[Passage for review — start]

We’re witnessing a massive revolution in artificial intelligence. Tools like ChatGPT, Midjourney, Stable Diffusion, Dall-E and Copilot allow users to generate text, imagery, computer code and other content based solely on natural language prompts. The creativity, detail and human-like quality of the AI outputs are astonishing, leading to widespread excitement, fear, and ire. Thinking machines force us to question long-held assumptions about the supposed uniqueness of human ingenuity and ponder whether AI is bringing us closer to utopia, human obsolescence, or something in between. Thankfully, this is just a law blog, so we can leave these existential questions about the coming singularity for an episode of Black Mirror.
The legal implications of AI are varied, evolving, and complex, but the focus of this post is AI’s intersection with intellectual property—in particular, the IP and IP-adjacent issues raised by AI’s input—i.e., the content used to train AI. (A different set of issues relate to the IP protection, or lack thereof, afforded to the output of AI. We’ve previously blogged about the output issue, which is not the focus of this post.).
The fundamental question is this: do content creators have the right to authorize or block AI systems from collecting and using their content as training data? This question implicates not only complex issues of law but important matters of public policy. What rules around AI will optimally “promote the Progress of Science and useful Arts,” the prime directive of the U.S. Constitution’s copyright mandate?

[Passage for review — finish]
[Records supplied — start]

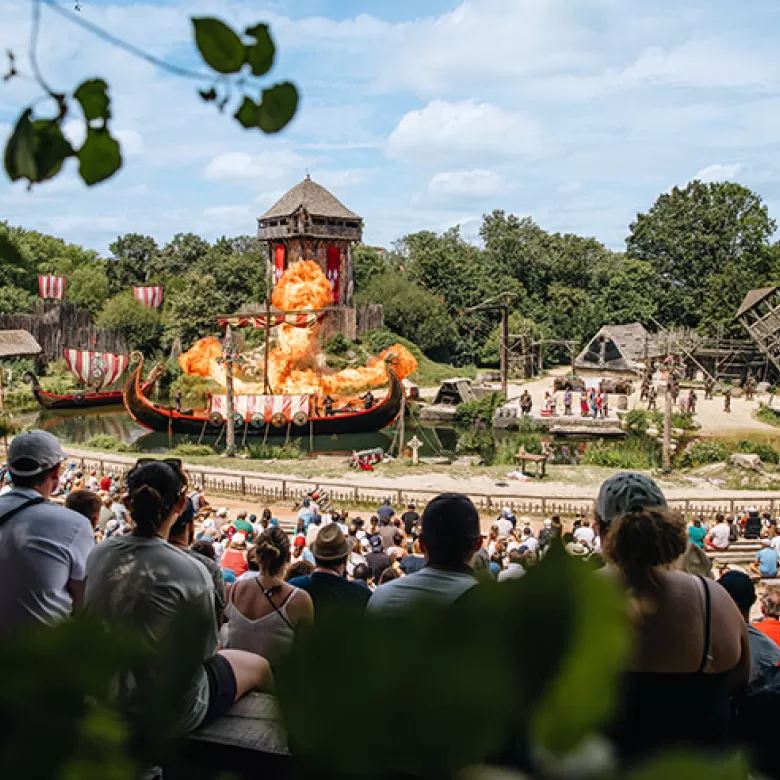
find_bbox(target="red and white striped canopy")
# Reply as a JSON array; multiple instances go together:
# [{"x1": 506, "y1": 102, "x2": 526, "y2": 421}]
[
  {"x1": 38, "y1": 274, "x2": 67, "y2": 301},
  {"x1": 211, "y1": 395, "x2": 311, "y2": 422},
  {"x1": 133, "y1": 287, "x2": 163, "y2": 309},
  {"x1": 217, "y1": 312, "x2": 325, "y2": 330},
  {"x1": 65, "y1": 349, "x2": 129, "y2": 389}
]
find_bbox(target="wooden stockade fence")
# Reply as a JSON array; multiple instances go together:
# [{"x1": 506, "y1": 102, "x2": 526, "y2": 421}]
[
  {"x1": 0, "y1": 301, "x2": 127, "y2": 364},
  {"x1": 65, "y1": 454, "x2": 780, "y2": 519}
]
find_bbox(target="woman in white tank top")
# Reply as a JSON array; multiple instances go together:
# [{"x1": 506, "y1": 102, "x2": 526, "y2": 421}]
[{"x1": 223, "y1": 526, "x2": 314, "y2": 663}]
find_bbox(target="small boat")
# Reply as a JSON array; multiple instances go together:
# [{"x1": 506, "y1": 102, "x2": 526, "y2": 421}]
[
  {"x1": 124, "y1": 357, "x2": 404, "y2": 437},
  {"x1": 23, "y1": 349, "x2": 129, "y2": 410}
]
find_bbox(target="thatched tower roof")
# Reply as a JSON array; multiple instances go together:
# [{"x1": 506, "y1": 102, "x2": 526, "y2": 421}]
[
  {"x1": 0, "y1": 330, "x2": 41, "y2": 360},
  {"x1": 260, "y1": 174, "x2": 360, "y2": 220}
]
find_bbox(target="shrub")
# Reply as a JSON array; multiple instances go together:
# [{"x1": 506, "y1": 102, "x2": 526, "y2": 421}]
[
  {"x1": 680, "y1": 439, "x2": 731, "y2": 468},
  {"x1": 84, "y1": 433, "x2": 136, "y2": 452},
  {"x1": 581, "y1": 438, "x2": 661, "y2": 471},
  {"x1": 737, "y1": 439, "x2": 780, "y2": 463},
  {"x1": 170, "y1": 441, "x2": 214, "y2": 458},
  {"x1": 455, "y1": 393, "x2": 506, "y2": 424},
  {"x1": 246, "y1": 441, "x2": 306, "y2": 460}
]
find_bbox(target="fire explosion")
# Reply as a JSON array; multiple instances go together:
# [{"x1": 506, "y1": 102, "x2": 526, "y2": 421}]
[{"x1": 179, "y1": 260, "x2": 417, "y2": 396}]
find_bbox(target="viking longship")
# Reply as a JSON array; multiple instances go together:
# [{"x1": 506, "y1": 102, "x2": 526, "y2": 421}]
[
  {"x1": 124, "y1": 358, "x2": 404, "y2": 439},
  {"x1": 24, "y1": 349, "x2": 129, "y2": 409}
]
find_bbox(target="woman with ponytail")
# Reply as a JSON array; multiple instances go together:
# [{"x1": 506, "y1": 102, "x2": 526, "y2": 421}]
[
  {"x1": 223, "y1": 526, "x2": 314, "y2": 663},
  {"x1": 596, "y1": 473, "x2": 750, "y2": 760},
  {"x1": 86, "y1": 460, "x2": 272, "y2": 735}
]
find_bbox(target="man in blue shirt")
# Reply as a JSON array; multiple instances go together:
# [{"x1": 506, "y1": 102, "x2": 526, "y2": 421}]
[
  {"x1": 688, "y1": 517, "x2": 707, "y2": 550},
  {"x1": 750, "y1": 539, "x2": 779, "y2": 577}
]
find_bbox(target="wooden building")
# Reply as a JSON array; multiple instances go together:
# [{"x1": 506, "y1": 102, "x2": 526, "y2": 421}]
[
  {"x1": 257, "y1": 175, "x2": 363, "y2": 306},
  {"x1": 736, "y1": 287, "x2": 780, "y2": 371}
]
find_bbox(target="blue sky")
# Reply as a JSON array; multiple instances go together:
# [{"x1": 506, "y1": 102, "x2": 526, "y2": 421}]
[{"x1": 0, "y1": 0, "x2": 780, "y2": 251}]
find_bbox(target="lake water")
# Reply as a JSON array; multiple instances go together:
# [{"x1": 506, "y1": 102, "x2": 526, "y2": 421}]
[{"x1": 23, "y1": 407, "x2": 458, "y2": 457}]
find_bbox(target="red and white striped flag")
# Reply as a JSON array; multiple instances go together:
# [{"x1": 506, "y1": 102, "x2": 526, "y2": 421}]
[
  {"x1": 133, "y1": 287, "x2": 163, "y2": 309},
  {"x1": 38, "y1": 274, "x2": 67, "y2": 301}
]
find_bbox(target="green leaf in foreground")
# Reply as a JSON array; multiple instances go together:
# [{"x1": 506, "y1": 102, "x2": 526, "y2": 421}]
[
  {"x1": 526, "y1": 545, "x2": 630, "y2": 756},
  {"x1": 192, "y1": 16, "x2": 244, "y2": 73},
  {"x1": 235, "y1": 97, "x2": 260, "y2": 128},
  {"x1": 73, "y1": 79, "x2": 111, "y2": 122},
  {"x1": 5, "y1": 108, "x2": 37, "y2": 181},
  {"x1": 258, "y1": 81, "x2": 298, "y2": 133},
  {"x1": 78, "y1": 127, "x2": 122, "y2": 187},
  {"x1": 246, "y1": 24, "x2": 276, "y2": 76}
]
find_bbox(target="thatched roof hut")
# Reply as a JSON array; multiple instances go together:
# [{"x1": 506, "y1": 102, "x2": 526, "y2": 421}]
[
  {"x1": 0, "y1": 330, "x2": 41, "y2": 360},
  {"x1": 574, "y1": 322, "x2": 661, "y2": 372}
]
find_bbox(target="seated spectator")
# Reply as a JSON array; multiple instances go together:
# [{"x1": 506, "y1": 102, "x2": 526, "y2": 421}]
[
  {"x1": 498, "y1": 548, "x2": 525, "y2": 582},
  {"x1": 750, "y1": 539, "x2": 778, "y2": 578},
  {"x1": 718, "y1": 571, "x2": 780, "y2": 682},
  {"x1": 596, "y1": 473, "x2": 750, "y2": 760},
  {"x1": 220, "y1": 531, "x2": 249, "y2": 577},
  {"x1": 378, "y1": 566, "x2": 401, "y2": 587},
  {"x1": 704, "y1": 514, "x2": 731, "y2": 552},
  {"x1": 366, "y1": 535, "x2": 393, "y2": 582},
  {"x1": 520, "y1": 525, "x2": 539, "y2": 558},
  {"x1": 574, "y1": 520, "x2": 596, "y2": 550},
  {"x1": 284, "y1": 559, "x2": 314, "y2": 582},
  {"x1": 755, "y1": 586, "x2": 780, "y2": 645},
  {"x1": 224, "y1": 528, "x2": 314, "y2": 664},
  {"x1": 495, "y1": 506, "x2": 515, "y2": 539},
  {"x1": 233, "y1": 509, "x2": 255, "y2": 542},
  {"x1": 168, "y1": 498, "x2": 225, "y2": 629},
  {"x1": 399, "y1": 538, "x2": 425, "y2": 576},
  {"x1": 368, "y1": 493, "x2": 482, "y2": 613},
  {"x1": 0, "y1": 431, "x2": 95, "y2": 635},
  {"x1": 87, "y1": 461, "x2": 272, "y2": 733},
  {"x1": 289, "y1": 523, "x2": 370, "y2": 620},
  {"x1": 65, "y1": 490, "x2": 105, "y2": 531},
  {"x1": 688, "y1": 517, "x2": 707, "y2": 549},
  {"x1": 352, "y1": 563, "x2": 372, "y2": 591}
]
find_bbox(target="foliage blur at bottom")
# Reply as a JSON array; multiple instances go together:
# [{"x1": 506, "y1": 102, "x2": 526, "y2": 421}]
[{"x1": 0, "y1": 545, "x2": 747, "y2": 780}]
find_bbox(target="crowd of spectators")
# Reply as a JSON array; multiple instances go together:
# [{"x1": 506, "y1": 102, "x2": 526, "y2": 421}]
[{"x1": 0, "y1": 431, "x2": 780, "y2": 772}]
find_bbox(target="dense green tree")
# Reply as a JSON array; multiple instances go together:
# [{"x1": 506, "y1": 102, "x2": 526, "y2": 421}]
[
  {"x1": 152, "y1": 233, "x2": 211, "y2": 278},
  {"x1": 165, "y1": 273, "x2": 228, "y2": 349},
  {"x1": 352, "y1": 244, "x2": 394, "y2": 293},
  {"x1": 106, "y1": 233, "x2": 160, "y2": 295},
  {"x1": 358, "y1": 272, "x2": 457, "y2": 358},
  {"x1": 65, "y1": 262, "x2": 108, "y2": 315},
  {"x1": 626, "y1": 181, "x2": 776, "y2": 330},
  {"x1": 0, "y1": 284, "x2": 36, "y2": 315},
  {"x1": 97, "y1": 290, "x2": 162, "y2": 354}
]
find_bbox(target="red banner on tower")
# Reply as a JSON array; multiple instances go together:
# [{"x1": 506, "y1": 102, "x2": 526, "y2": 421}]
[
  {"x1": 325, "y1": 246, "x2": 341, "y2": 303},
  {"x1": 274, "y1": 244, "x2": 284, "y2": 285},
  {"x1": 133, "y1": 287, "x2": 163, "y2": 309},
  {"x1": 38, "y1": 274, "x2": 67, "y2": 301}
]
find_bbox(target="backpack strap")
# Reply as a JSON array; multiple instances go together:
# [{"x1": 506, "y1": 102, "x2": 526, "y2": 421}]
[{"x1": 0, "y1": 496, "x2": 46, "y2": 528}]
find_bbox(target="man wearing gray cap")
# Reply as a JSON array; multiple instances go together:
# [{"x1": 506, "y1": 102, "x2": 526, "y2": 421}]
[{"x1": 0, "y1": 431, "x2": 95, "y2": 635}]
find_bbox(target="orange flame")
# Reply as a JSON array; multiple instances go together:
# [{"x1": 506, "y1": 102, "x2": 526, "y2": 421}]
[{"x1": 179, "y1": 260, "x2": 417, "y2": 395}]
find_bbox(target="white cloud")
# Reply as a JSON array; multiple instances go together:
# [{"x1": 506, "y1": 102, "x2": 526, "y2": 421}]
[
  {"x1": 387, "y1": 100, "x2": 543, "y2": 163},
  {"x1": 693, "y1": 163, "x2": 745, "y2": 183},
  {"x1": 203, "y1": 150, "x2": 306, "y2": 186},
  {"x1": 428, "y1": 168, "x2": 506, "y2": 199}
]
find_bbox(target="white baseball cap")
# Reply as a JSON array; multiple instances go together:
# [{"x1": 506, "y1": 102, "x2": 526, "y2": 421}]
[{"x1": 8, "y1": 431, "x2": 68, "y2": 477}]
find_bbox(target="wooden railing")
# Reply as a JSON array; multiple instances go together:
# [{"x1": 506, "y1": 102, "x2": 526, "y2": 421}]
[{"x1": 65, "y1": 453, "x2": 780, "y2": 519}]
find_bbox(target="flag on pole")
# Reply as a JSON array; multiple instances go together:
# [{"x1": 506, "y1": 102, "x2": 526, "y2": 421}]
[
  {"x1": 38, "y1": 274, "x2": 67, "y2": 301},
  {"x1": 133, "y1": 287, "x2": 163, "y2": 309}
]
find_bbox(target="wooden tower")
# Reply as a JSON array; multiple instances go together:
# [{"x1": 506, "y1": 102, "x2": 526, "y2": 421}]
[
  {"x1": 257, "y1": 175, "x2": 363, "y2": 307},
  {"x1": 736, "y1": 287, "x2": 780, "y2": 371}
]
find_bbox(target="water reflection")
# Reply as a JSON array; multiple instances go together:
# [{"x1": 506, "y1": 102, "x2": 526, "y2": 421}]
[{"x1": 36, "y1": 409, "x2": 458, "y2": 457}]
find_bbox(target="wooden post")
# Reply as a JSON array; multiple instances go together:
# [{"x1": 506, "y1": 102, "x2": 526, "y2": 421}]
[
  {"x1": 223, "y1": 325, "x2": 236, "y2": 457},
  {"x1": 664, "y1": 379, "x2": 672, "y2": 474},
  {"x1": 501, "y1": 306, "x2": 509, "y2": 399},
  {"x1": 0, "y1": 360, "x2": 8, "y2": 461}
]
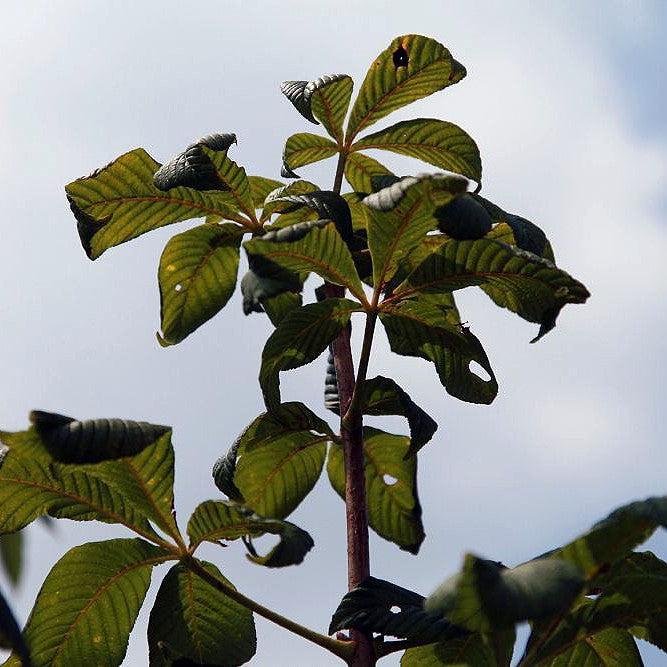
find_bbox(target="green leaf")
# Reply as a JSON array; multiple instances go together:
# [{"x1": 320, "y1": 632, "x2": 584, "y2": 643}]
[
  {"x1": 243, "y1": 222, "x2": 366, "y2": 303},
  {"x1": 424, "y1": 554, "x2": 584, "y2": 633},
  {"x1": 401, "y1": 632, "x2": 514, "y2": 667},
  {"x1": 148, "y1": 561, "x2": 257, "y2": 667},
  {"x1": 346, "y1": 35, "x2": 466, "y2": 144},
  {"x1": 283, "y1": 132, "x2": 338, "y2": 175},
  {"x1": 327, "y1": 427, "x2": 424, "y2": 554},
  {"x1": 329, "y1": 577, "x2": 460, "y2": 644},
  {"x1": 394, "y1": 239, "x2": 590, "y2": 342},
  {"x1": 548, "y1": 496, "x2": 667, "y2": 579},
  {"x1": 158, "y1": 223, "x2": 243, "y2": 345},
  {"x1": 345, "y1": 153, "x2": 394, "y2": 193},
  {"x1": 188, "y1": 500, "x2": 314, "y2": 567},
  {"x1": 16, "y1": 539, "x2": 173, "y2": 667},
  {"x1": 539, "y1": 628, "x2": 644, "y2": 667},
  {"x1": 380, "y1": 301, "x2": 498, "y2": 404},
  {"x1": 0, "y1": 531, "x2": 23, "y2": 586},
  {"x1": 65, "y1": 148, "x2": 247, "y2": 259},
  {"x1": 310, "y1": 74, "x2": 354, "y2": 145},
  {"x1": 0, "y1": 412, "x2": 178, "y2": 539},
  {"x1": 361, "y1": 375, "x2": 438, "y2": 456},
  {"x1": 351, "y1": 118, "x2": 482, "y2": 183},
  {"x1": 233, "y1": 403, "x2": 334, "y2": 519},
  {"x1": 259, "y1": 299, "x2": 361, "y2": 410},
  {"x1": 364, "y1": 174, "x2": 467, "y2": 288}
]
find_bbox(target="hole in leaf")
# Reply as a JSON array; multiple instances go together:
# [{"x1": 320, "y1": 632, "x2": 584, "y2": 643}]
[
  {"x1": 392, "y1": 45, "x2": 408, "y2": 69},
  {"x1": 468, "y1": 361, "x2": 491, "y2": 382}
]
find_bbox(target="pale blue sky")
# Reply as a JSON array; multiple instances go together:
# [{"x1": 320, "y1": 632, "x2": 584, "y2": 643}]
[{"x1": 0, "y1": 0, "x2": 667, "y2": 667}]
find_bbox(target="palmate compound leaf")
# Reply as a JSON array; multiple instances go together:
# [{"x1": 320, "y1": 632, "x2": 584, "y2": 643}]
[
  {"x1": 327, "y1": 427, "x2": 424, "y2": 554},
  {"x1": 148, "y1": 561, "x2": 257, "y2": 667},
  {"x1": 283, "y1": 132, "x2": 338, "y2": 178},
  {"x1": 65, "y1": 135, "x2": 254, "y2": 259},
  {"x1": 158, "y1": 223, "x2": 243, "y2": 346},
  {"x1": 243, "y1": 219, "x2": 366, "y2": 303},
  {"x1": 214, "y1": 403, "x2": 334, "y2": 519},
  {"x1": 424, "y1": 554, "x2": 584, "y2": 633},
  {"x1": 5, "y1": 539, "x2": 174, "y2": 667},
  {"x1": 361, "y1": 375, "x2": 438, "y2": 456},
  {"x1": 188, "y1": 500, "x2": 314, "y2": 567},
  {"x1": 363, "y1": 174, "x2": 468, "y2": 289},
  {"x1": 0, "y1": 412, "x2": 178, "y2": 539},
  {"x1": 392, "y1": 239, "x2": 590, "y2": 342},
  {"x1": 526, "y1": 552, "x2": 667, "y2": 665},
  {"x1": 380, "y1": 300, "x2": 498, "y2": 404},
  {"x1": 350, "y1": 118, "x2": 482, "y2": 183},
  {"x1": 345, "y1": 35, "x2": 466, "y2": 144},
  {"x1": 259, "y1": 299, "x2": 361, "y2": 411}
]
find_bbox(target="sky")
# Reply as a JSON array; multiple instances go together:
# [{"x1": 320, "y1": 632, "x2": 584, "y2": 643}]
[{"x1": 0, "y1": 0, "x2": 667, "y2": 667}]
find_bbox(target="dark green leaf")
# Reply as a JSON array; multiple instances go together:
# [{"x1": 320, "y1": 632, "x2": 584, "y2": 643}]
[
  {"x1": 424, "y1": 554, "x2": 584, "y2": 632},
  {"x1": 364, "y1": 174, "x2": 467, "y2": 288},
  {"x1": 158, "y1": 223, "x2": 243, "y2": 345},
  {"x1": 65, "y1": 148, "x2": 247, "y2": 259},
  {"x1": 310, "y1": 74, "x2": 354, "y2": 145},
  {"x1": 0, "y1": 412, "x2": 178, "y2": 538},
  {"x1": 14, "y1": 539, "x2": 173, "y2": 667},
  {"x1": 351, "y1": 118, "x2": 482, "y2": 183},
  {"x1": 148, "y1": 561, "x2": 257, "y2": 667},
  {"x1": 380, "y1": 301, "x2": 498, "y2": 404},
  {"x1": 362, "y1": 375, "x2": 438, "y2": 456},
  {"x1": 0, "y1": 530, "x2": 23, "y2": 586},
  {"x1": 394, "y1": 239, "x2": 589, "y2": 342},
  {"x1": 227, "y1": 403, "x2": 333, "y2": 519},
  {"x1": 329, "y1": 577, "x2": 469, "y2": 644},
  {"x1": 188, "y1": 500, "x2": 314, "y2": 567},
  {"x1": 346, "y1": 35, "x2": 466, "y2": 143},
  {"x1": 327, "y1": 427, "x2": 424, "y2": 554},
  {"x1": 259, "y1": 299, "x2": 361, "y2": 410},
  {"x1": 345, "y1": 153, "x2": 394, "y2": 194},
  {"x1": 283, "y1": 132, "x2": 338, "y2": 171},
  {"x1": 244, "y1": 222, "x2": 366, "y2": 303}
]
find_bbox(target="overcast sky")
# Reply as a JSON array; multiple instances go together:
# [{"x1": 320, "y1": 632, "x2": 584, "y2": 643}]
[{"x1": 0, "y1": 0, "x2": 667, "y2": 667}]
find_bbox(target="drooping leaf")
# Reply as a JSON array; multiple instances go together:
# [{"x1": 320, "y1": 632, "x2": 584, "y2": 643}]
[
  {"x1": 188, "y1": 500, "x2": 314, "y2": 567},
  {"x1": 310, "y1": 74, "x2": 354, "y2": 145},
  {"x1": 424, "y1": 554, "x2": 584, "y2": 632},
  {"x1": 11, "y1": 539, "x2": 173, "y2": 667},
  {"x1": 327, "y1": 427, "x2": 424, "y2": 554},
  {"x1": 364, "y1": 174, "x2": 467, "y2": 287},
  {"x1": 283, "y1": 132, "x2": 338, "y2": 171},
  {"x1": 361, "y1": 375, "x2": 438, "y2": 456},
  {"x1": 394, "y1": 239, "x2": 589, "y2": 342},
  {"x1": 351, "y1": 118, "x2": 482, "y2": 183},
  {"x1": 0, "y1": 592, "x2": 33, "y2": 667},
  {"x1": 345, "y1": 152, "x2": 394, "y2": 194},
  {"x1": 433, "y1": 194, "x2": 491, "y2": 241},
  {"x1": 548, "y1": 496, "x2": 667, "y2": 579},
  {"x1": 345, "y1": 35, "x2": 466, "y2": 143},
  {"x1": 243, "y1": 221, "x2": 366, "y2": 303},
  {"x1": 0, "y1": 412, "x2": 178, "y2": 539},
  {"x1": 65, "y1": 148, "x2": 247, "y2": 259},
  {"x1": 259, "y1": 299, "x2": 361, "y2": 410},
  {"x1": 329, "y1": 577, "x2": 460, "y2": 644},
  {"x1": 226, "y1": 403, "x2": 333, "y2": 519},
  {"x1": 158, "y1": 223, "x2": 243, "y2": 345},
  {"x1": 380, "y1": 301, "x2": 498, "y2": 404},
  {"x1": 148, "y1": 561, "x2": 257, "y2": 667},
  {"x1": 0, "y1": 530, "x2": 23, "y2": 586}
]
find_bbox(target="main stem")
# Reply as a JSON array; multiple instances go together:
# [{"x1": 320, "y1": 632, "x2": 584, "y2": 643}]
[{"x1": 326, "y1": 151, "x2": 376, "y2": 667}]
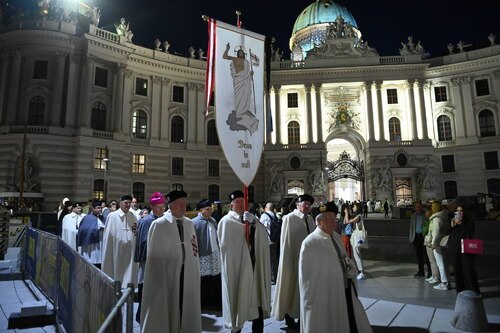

[Records supplied — finish]

What to work on -
1: Can you retype the part of the AI and IP post that opens with the words containing "The legal implications" and closes with "of this post.)."?
2: Answer these about the AI and IP post:
(a) For an episode of which show does the post say the existential questions can be left?
(b) Is the post's focus the issues raised by AI's input or by its output?
(c) What does the post call the prime directive of the U.S. Constitution's copyright mandate?
The items aren't needed for anything here.

Results of the exercise -
1:
The legal implications of AI are varied, evolving, and complex, but the focus of this post is AI’s intersection with intellectual property—in particular, the IP and IP-adjacent issues raised by AI’s input—i.e., the content used to train AI. (A different set of issues relate to the IP protection, or lack thereof, afforded to the output of AI. We’ve previously blogged about the output issue, which is not the focus of this post.).

2:
(a) Black Mirror.
(b) AI's input, meaning the content used to train AI.
(c) To "promote the Progress of Science and useful Arts."